:: Given task ::
Find every line in the entries below that contains the string "label" and copy each of those lines, treating uppercase and lowercase letters as different.

:: The input ::
- - -

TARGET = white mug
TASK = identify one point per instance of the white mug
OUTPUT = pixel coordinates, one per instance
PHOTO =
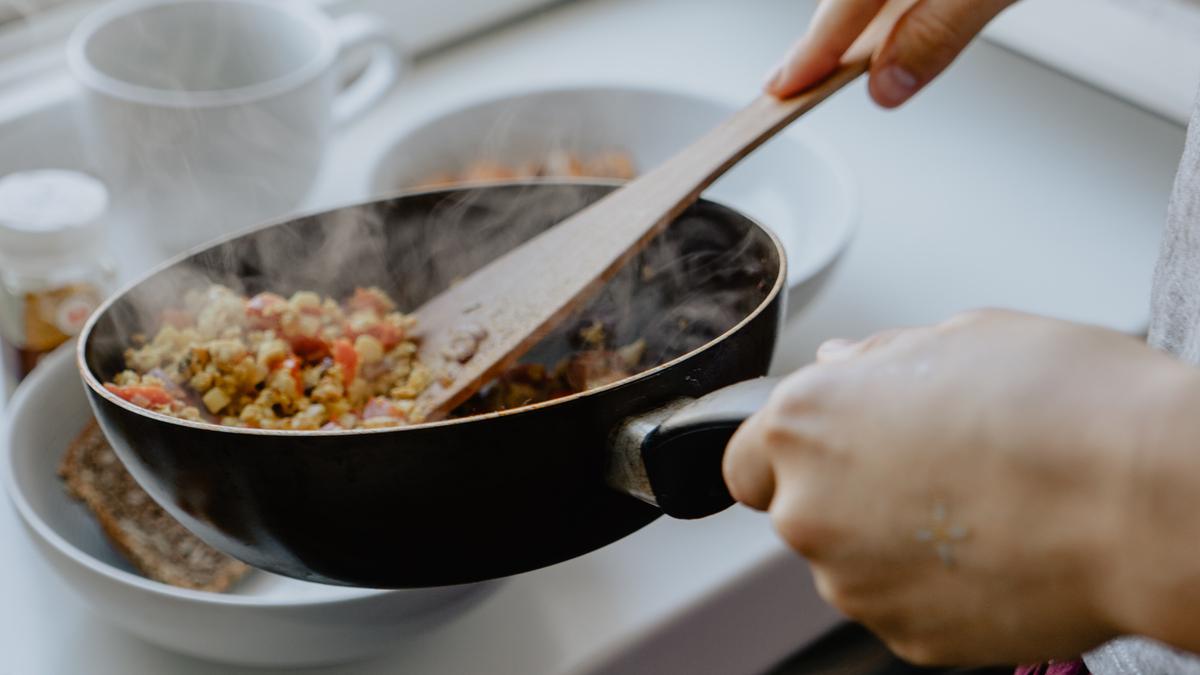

- - -

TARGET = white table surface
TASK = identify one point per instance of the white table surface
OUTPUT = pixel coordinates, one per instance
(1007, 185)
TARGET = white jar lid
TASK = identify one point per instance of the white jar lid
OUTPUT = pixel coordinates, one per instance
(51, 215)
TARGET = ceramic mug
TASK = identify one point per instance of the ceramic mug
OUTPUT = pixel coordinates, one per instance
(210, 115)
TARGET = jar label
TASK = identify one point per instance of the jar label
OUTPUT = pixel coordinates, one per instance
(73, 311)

- - -

:: Result of the exercise ::
TARGET = jar label
TASK = identify one point per instance of the jar label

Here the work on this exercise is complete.